Print every record exactly, omitting none.

Stored dataset items
- Opening Delimiter -
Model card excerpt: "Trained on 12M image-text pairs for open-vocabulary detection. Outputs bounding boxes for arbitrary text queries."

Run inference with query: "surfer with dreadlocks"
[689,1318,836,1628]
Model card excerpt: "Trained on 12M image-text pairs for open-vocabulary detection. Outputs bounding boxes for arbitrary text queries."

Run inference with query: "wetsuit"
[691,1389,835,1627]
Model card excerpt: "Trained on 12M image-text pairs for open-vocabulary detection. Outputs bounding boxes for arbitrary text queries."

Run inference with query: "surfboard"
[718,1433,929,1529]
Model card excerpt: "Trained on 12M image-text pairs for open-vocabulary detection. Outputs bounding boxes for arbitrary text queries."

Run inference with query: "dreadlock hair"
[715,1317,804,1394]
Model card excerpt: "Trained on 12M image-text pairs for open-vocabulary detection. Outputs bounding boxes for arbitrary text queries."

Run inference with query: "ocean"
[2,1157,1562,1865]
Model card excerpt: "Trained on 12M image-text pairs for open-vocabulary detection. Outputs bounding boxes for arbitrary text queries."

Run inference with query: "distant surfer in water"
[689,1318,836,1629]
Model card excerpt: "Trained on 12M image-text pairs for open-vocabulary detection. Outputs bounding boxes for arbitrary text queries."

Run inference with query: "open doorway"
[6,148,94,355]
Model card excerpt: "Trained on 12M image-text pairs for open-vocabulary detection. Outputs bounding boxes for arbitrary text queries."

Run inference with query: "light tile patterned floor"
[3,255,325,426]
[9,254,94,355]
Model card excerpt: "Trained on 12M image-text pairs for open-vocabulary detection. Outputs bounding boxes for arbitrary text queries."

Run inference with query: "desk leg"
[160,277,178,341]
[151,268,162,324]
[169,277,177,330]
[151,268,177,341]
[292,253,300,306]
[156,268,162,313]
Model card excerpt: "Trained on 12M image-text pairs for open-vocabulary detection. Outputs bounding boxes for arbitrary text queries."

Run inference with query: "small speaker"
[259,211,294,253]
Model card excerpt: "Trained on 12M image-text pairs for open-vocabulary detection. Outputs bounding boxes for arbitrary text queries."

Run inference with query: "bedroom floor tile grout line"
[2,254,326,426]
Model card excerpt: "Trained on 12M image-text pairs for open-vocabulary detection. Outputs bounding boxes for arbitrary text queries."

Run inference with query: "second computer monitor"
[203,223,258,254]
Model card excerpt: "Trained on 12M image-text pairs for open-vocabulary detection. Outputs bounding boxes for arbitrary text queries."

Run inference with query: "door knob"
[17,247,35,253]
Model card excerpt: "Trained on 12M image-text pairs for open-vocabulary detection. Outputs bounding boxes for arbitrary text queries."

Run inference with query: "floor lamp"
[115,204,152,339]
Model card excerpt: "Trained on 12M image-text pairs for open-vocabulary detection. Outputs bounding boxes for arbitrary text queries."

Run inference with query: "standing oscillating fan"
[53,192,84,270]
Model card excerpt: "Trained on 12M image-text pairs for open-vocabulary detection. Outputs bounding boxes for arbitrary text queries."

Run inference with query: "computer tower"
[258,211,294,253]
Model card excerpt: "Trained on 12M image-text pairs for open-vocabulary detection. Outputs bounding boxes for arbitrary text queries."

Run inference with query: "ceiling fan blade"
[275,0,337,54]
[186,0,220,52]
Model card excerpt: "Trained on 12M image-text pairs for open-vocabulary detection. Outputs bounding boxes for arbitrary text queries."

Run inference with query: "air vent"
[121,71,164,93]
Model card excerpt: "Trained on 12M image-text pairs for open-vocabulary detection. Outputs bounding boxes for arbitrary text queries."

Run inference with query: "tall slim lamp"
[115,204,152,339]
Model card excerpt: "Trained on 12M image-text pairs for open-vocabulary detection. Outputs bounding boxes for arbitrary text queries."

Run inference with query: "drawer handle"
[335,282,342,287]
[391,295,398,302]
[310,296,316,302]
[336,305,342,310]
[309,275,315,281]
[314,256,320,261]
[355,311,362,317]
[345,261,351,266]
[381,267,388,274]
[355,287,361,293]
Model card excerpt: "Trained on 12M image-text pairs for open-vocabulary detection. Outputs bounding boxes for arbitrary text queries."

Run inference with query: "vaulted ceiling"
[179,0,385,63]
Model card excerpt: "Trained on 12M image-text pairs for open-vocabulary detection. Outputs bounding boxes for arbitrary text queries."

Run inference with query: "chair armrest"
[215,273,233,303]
- Closing Delimiter -
Written answer
Model card excerpt: "Trained on 12M image-text pairs for open-vocabulary detection. Outputs bounding boxes for arbitrary text queries."

Run inference with query: "surfer with dreadlocks"
[689,1318,836,1628]
Model card excerpt: "Trained on 12M image-text pairs for open-vocabulary detection. Outputs bounding boxes for arbitrary text queries."

Run inference with query: "wetsuit"
[691,1389,835,1627]
Model card excerpt: "Trained on 12M image-text pairs for open-vocabulary detection. Outputs bounding boxes for arbitrary text queries."

Run inference with query: "surfboard"
[718,1433,929,1529]
Model card excerpt: "Trained on 12M image-text pairs for open-vocabulary detection. Outputs bounding boxes for arbitrary text queries."

Run inference with query: "dreadlock hair"
[715,1317,804,1394]
Model card excerpt: "Trained on 12M image-text pairs for open-vocabulary detection. Outputs bounding boxes for arbitrary text queries."

Run inference with query: "ocean"
[2,1157,1562,1865]
Model card excerpt: "Trained on 12M image-text pairs for open-vocabulary detection. Outputs bounding boxes for arbitrary text queries."

Run inference with query: "distant surfer in water"
[689,1318,836,1629]
Model card excerpt: "Trained on 12M image-text pairs for open-vocabulary detection. Outputs bounding boxes for arbitrary text queries."

Run inference with query: "open doorway"
[6,148,94,355]
Model card excerpt: "Trained on 12M image-text pairs for open-vocabulary detection. Outputs bounding boxes for arbitrary text queries."

Run inference with query: "light tile patterned floor"
[3,255,325,426]
[9,254,94,355]
Model card excerpt: "Trained on 12M image-text pairs for open-vocabulary detection. Outputs bounding boxes for arbitrary text queries."

Run inference with query: "desk leg"
[160,277,178,341]
[151,268,162,324]
[169,277,177,330]
[151,268,177,341]
[292,253,300,306]
[156,268,162,313]
Model card excerpt: "Trained on 12M image-text pairs for open-vocabulary detection. Outputs bounding boxes for arbitrary text queries."

Run inference with query: "small speaker"
[259,211,294,253]
Model card excerpt: "Trained on 12M image-text pairs for open-vocabulary detection. Outputs bounding boxes for arbitrary text queries."

Run inference with query: "bedroom floor tile grout line"
[2,254,326,426]
Model card excerpt: "Trained on 12M image-text pairs for open-vocabulary detection. Outputs bounding boxes for arbitrary text queries."

Run inference with query: "second computer monitor"
[203,223,258,254]
Model card excerpt: "Trained on 12M image-text pairs for open-vocabulary detection. Outputs bounding boxes for arbitrary text queries."

Run inference with query: "door knob"
[17,247,35,253]
Model card excerpt: "Trained on 12M image-text pairs for open-vocabulary detection. Outputs bounding boxes for arbitrary text queries."

Run inference with query: "floor lamp"
[115,204,152,339]
Model card excerpt: "Trained on 12M image-text pairs for open-vocabulary detection. Outputs bounding boxes for arbitrary text queries."

Run inference with query: "standing oscillating fan"
[53,192,84,270]
Model card excerpt: "Trained on 12M image-text pairs for open-vocabulary detection. Outputs bounding boxes for arbitrary text queries."

Run inference with query: "computer tower"
[258,211,294,253]
Model card excerpt: "Trained on 12M image-text pairs for open-vocabulary detection. Outputs bounding boxes for arbitrary text queries."

Run inference with query: "ceiling fan blade"
[275,0,337,54]
[186,0,220,52]
Model card excerpt: "Trained on 12M image-text pairs for open-vocabulary detection. Outputs bounding boxes for arbitrary text queries."

Run inference with query: "air vent"
[121,71,164,93]
Model card excerpt: "Trained on 12M image-text pairs for open-vocabulary detection. Outputs bounding boxes for arbitrary text queries."

Run inference with query: "tall slim lamp"
[115,204,152,339]
Model card excerpt: "Trained on 12M image-text pairs for open-vocabulary detection. Outputs bounding boxes for arbitrary text queries."

Run inference with query: "drawer handle"
[335,282,342,287]
[391,295,398,302]
[310,296,316,302]
[336,305,342,310]
[309,275,315,281]
[314,256,320,261]
[355,311,362,317]
[345,261,351,266]
[381,267,388,274]
[355,287,361,293]
Model card excerpt: "Trained on 12M image-text pairs for open-vocabulary detection. Outputs bounding boxes for arbitrary text queries."

Run inference with query: "vaulted ceiling"
[179,0,385,63]
Model card excerpt: "Trained on 12M image-text pairs for open-vocabulary detection. Outputs bounding boxes for arbitrary text queries."

Run inference with query: "chair armrest"
[215,273,233,303]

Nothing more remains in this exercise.